-------- 文書抜粋
“蕎麦屋酒”の著者がプロ顔負けの美味探求

第397回
日本酒と料理の相性 〜その2

次に提供されたのは、鴨ロースト。
これは「秋鹿」山廃山田錦70%と合わせる。
宗玄と秋鹿の大きな違いは、
宗玄は柔らか味のある奥深さがあり、
秋鹿はきりっとしまった切れ上がりがあるところ。
これは、おおざっぱには、杜氏の能登流と但馬流の違いとも言える。
ともに、よく酸がでているが、
その酸が宗玄は魚に合い、
秋鹿は肉系に合う。
今回は鴨の上品な脂と秋鹿のきりっとした酸が調和して、
さらに一段上の旨みを作り出している。

最初に出た宗玄と鴨を試しに合わせている人もいるが、
秋鹿ほどは合わないことを確認して納得している。
最初は常温でいただき、つぎに燗にしてもらったが、
温めることによって、旨みが引き出されることを実践して
客席からはどよめきが沸いていた。
----------------
◆ **記述問題**:
日本酒と料理の相性についての文書抜粋で、鴨ローストに合わせた酒は何ですか。
-------- データ抜粋
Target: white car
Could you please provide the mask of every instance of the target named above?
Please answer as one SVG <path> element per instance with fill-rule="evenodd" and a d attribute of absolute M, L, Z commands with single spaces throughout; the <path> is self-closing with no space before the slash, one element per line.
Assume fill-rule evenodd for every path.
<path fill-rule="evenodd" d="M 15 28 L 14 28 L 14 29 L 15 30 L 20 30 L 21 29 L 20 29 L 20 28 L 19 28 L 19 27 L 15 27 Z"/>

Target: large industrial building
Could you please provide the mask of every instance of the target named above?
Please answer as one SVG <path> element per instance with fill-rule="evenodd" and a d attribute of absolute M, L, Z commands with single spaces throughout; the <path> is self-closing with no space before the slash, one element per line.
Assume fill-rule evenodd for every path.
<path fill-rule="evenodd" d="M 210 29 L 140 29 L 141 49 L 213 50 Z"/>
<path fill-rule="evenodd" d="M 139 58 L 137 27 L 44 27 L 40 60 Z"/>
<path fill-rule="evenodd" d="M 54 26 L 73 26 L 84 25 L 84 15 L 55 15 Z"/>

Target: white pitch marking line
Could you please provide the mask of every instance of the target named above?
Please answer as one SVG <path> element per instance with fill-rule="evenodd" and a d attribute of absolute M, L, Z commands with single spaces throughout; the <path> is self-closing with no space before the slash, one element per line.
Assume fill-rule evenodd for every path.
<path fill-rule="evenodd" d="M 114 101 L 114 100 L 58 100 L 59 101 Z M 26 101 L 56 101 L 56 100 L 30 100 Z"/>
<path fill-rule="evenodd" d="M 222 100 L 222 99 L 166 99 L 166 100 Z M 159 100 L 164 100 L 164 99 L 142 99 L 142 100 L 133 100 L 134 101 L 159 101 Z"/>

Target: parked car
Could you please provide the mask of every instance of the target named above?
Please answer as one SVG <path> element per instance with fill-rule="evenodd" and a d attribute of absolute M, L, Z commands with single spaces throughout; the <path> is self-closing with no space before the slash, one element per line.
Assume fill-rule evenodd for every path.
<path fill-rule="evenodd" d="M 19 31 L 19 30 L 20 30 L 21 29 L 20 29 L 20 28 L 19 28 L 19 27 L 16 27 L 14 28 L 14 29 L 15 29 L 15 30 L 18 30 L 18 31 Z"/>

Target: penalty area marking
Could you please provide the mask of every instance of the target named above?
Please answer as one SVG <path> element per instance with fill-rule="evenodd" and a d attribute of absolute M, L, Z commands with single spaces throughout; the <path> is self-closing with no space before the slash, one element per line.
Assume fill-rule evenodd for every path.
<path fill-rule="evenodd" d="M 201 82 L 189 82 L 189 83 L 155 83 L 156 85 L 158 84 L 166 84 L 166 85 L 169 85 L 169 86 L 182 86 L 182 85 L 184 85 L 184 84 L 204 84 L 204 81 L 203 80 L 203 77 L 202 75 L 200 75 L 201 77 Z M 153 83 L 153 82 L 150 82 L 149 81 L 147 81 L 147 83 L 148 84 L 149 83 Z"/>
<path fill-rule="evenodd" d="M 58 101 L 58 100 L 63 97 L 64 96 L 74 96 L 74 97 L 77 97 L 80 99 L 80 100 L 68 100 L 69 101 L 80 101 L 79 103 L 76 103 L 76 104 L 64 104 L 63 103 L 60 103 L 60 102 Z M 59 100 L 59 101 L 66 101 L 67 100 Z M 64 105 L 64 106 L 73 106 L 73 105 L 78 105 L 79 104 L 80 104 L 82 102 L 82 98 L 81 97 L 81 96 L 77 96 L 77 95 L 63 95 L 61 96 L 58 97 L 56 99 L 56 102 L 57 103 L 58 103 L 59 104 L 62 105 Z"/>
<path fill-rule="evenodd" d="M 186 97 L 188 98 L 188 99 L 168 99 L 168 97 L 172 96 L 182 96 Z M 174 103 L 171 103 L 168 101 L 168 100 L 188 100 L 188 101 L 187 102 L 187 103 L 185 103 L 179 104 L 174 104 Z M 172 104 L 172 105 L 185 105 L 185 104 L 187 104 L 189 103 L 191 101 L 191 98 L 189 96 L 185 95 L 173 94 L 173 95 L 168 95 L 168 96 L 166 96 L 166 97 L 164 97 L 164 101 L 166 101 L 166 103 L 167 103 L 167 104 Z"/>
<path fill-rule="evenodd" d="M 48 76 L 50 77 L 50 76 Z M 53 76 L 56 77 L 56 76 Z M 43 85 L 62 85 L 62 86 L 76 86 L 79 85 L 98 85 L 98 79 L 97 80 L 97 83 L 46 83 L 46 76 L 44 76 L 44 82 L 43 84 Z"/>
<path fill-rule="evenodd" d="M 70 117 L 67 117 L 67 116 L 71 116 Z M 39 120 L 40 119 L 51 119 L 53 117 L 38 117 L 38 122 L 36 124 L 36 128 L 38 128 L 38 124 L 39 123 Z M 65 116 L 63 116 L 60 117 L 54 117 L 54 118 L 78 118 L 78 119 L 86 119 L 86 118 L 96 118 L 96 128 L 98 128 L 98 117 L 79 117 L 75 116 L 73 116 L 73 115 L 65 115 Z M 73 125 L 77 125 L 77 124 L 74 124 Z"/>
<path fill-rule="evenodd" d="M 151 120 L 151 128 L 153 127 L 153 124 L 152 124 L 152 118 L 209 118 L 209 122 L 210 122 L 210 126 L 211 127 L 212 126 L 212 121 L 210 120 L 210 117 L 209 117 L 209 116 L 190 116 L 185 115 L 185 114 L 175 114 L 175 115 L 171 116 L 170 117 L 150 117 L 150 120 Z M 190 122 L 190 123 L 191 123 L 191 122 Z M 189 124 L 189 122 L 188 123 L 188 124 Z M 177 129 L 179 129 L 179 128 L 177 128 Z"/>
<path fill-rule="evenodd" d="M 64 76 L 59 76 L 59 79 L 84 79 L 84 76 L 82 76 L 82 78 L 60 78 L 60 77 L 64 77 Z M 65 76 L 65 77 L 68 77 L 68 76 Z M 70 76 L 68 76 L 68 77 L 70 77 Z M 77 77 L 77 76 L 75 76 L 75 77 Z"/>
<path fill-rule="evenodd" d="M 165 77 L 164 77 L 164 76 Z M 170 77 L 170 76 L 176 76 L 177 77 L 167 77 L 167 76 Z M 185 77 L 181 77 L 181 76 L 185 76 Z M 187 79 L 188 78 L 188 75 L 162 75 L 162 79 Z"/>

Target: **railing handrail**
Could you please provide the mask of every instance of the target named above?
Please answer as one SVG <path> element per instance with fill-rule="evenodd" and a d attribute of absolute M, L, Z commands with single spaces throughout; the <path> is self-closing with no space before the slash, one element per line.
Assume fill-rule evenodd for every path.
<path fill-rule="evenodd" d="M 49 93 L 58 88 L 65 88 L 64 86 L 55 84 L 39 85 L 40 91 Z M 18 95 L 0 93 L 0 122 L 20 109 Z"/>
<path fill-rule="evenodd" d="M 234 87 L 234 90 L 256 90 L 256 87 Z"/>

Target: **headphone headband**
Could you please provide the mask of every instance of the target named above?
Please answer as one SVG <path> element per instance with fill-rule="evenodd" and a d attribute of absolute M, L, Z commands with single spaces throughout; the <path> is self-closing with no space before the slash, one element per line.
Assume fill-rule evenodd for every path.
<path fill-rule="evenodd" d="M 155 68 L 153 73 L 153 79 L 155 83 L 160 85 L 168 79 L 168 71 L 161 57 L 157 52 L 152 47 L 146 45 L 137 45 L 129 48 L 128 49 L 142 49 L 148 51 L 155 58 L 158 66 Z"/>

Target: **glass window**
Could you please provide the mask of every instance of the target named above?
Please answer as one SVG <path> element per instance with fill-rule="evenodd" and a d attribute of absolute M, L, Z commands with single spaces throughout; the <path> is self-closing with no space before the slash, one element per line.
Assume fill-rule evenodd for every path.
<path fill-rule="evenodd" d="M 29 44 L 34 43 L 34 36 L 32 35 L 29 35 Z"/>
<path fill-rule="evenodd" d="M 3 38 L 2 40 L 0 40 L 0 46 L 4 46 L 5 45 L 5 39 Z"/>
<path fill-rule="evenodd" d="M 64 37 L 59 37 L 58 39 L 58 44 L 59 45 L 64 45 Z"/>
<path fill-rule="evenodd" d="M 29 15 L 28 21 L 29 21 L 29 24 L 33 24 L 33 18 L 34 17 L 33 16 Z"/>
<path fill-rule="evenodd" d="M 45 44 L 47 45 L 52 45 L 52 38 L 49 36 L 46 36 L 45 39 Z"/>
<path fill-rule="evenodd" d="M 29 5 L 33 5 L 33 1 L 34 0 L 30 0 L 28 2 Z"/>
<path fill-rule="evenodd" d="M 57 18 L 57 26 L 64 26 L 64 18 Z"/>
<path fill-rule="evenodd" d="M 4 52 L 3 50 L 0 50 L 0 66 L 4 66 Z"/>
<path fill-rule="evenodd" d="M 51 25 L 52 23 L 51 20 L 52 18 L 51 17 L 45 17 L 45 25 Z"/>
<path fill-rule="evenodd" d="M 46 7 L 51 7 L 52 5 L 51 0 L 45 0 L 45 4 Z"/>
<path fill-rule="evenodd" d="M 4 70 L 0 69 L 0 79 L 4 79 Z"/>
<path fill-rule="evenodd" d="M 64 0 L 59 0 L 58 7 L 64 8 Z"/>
----------------
◆ **模範解答**:
「秋鹿」山廃山田錦70%です。